Source:
start

Being present and in the moment is meant to allow you to observe your feelings and thoughts. If you are present when feeling and thoughts arise you realise they were not there previously so logically they will pass. This allows you to stop clinging to them as if they are you and not some external phenomenon.
Ludwig Von Mises might want to introduce us to the idea that value is quite relative. As exemplified in the fact that many people definitely value money/things over attention even though it's one of the scarcest resource along with time. It's constantly devalued through our marketing even though everything rests upon it. The Achilles heel of marketing and public relations.
Attention is enabled by a complex process definitely not reduced to time and consciousness(diet, nutrients, randomness, conditions, psychology, etc)
This idea that there is a measuring ruler and if you are not measuring your life by it your are a zombie is propaganda from the so called Buddhists or the new age crowd who didn't know to leave the boat after they crossed the water.
Neil Postman is the sort of public intellectual that no longer exists. Classically educated and proud of it, conservative in spirit, tolerant in disposition. The closest we have now is obnoxious dark web trolls whose attachment to liberality is mere affectation.

end

Listed entries:

start

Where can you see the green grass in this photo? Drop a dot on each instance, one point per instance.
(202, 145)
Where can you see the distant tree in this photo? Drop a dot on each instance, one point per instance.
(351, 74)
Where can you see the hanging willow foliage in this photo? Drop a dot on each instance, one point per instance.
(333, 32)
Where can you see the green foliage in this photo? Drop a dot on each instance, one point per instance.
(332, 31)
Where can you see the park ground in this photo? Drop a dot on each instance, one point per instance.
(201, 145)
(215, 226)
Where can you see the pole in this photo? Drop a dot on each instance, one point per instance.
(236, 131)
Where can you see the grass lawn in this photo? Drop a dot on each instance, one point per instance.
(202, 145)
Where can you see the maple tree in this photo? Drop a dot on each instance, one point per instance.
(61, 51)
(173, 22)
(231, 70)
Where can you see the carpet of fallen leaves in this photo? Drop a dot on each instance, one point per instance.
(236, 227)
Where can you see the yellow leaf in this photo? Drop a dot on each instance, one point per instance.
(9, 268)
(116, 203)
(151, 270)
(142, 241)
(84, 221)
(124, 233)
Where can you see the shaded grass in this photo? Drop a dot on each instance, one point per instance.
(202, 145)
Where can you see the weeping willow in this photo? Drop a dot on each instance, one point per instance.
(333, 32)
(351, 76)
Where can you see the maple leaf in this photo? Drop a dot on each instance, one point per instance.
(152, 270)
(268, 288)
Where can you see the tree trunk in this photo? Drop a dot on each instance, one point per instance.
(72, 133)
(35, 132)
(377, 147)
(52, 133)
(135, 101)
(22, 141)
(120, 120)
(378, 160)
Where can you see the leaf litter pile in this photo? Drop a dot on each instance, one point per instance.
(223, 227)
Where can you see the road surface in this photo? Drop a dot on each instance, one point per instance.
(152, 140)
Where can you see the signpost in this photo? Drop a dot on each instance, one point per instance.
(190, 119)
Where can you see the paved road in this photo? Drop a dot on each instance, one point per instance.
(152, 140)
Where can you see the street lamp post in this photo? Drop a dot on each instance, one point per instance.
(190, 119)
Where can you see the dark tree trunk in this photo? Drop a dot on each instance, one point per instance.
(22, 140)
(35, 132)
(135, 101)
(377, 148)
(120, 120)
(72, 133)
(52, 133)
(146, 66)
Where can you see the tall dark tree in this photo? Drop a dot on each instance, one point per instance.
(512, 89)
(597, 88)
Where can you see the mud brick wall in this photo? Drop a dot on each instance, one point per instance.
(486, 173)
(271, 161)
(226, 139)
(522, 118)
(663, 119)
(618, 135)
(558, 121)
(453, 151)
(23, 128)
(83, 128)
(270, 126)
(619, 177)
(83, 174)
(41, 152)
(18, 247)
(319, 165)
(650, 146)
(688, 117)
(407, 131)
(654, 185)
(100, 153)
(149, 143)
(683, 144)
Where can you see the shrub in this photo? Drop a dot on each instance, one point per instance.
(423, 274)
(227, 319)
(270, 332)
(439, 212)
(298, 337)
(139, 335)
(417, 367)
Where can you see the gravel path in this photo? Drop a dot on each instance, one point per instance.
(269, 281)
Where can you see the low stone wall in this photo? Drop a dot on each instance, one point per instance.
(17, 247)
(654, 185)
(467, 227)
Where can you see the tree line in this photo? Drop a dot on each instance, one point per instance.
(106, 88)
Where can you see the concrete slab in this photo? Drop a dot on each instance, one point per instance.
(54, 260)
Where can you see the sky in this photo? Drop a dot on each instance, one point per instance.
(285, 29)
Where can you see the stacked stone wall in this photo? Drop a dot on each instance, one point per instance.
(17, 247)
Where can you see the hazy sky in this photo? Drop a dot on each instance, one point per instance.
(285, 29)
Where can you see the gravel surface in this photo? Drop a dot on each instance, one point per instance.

end

Problem set:
A) In the passage on attention, which resource is named alongside attention as one of the scarcest?
B) Rewrite the paragraph of the passage on attention that begins "Ludwig Von Mises might want" as a short bulleted list that keeps its main points.
C) Carry on the passage on attention with a few more sentences after its remarks on Neil Postman.

Answers to the tasks:
A) Time.

B)
- Ludwig Von Mises might want to introduce the idea that value is quite relative.
- Many people value money and things over attention, though attention is one of the scarcest resources along with time.
- Marketing constantly devalues attention even though everything rests on it, which is the Achilles heel of marketing and public relations.

C)
Yeah I read that one, Irresistible, and a couple others. There was a new one called "Stolen Focus" but it looked like a best seller than something insightful.
Also the classic "Flow" talks about this problem of how people are being robbed of insight by never being able to get into the flow state.
> “Control of consciousness determines the quality of life.”
In the current political climate, Postman would have become an "obnoxious dark web troll" too.
Evidence of that is Rex Murphy, who shares many characteristics with Postman, including a similar reputation, who in these latter years, is in danger of being branded a "right wing troll", as a consequence of contemporary developments compelling him to write articles like this:
Thank you for sharing. I suppose you're right, maybe it's the nature of internet discourse that just pushes everybody, no matter how measured or nuanced, into a box.
Ultimately, it is more about influence than attention itself.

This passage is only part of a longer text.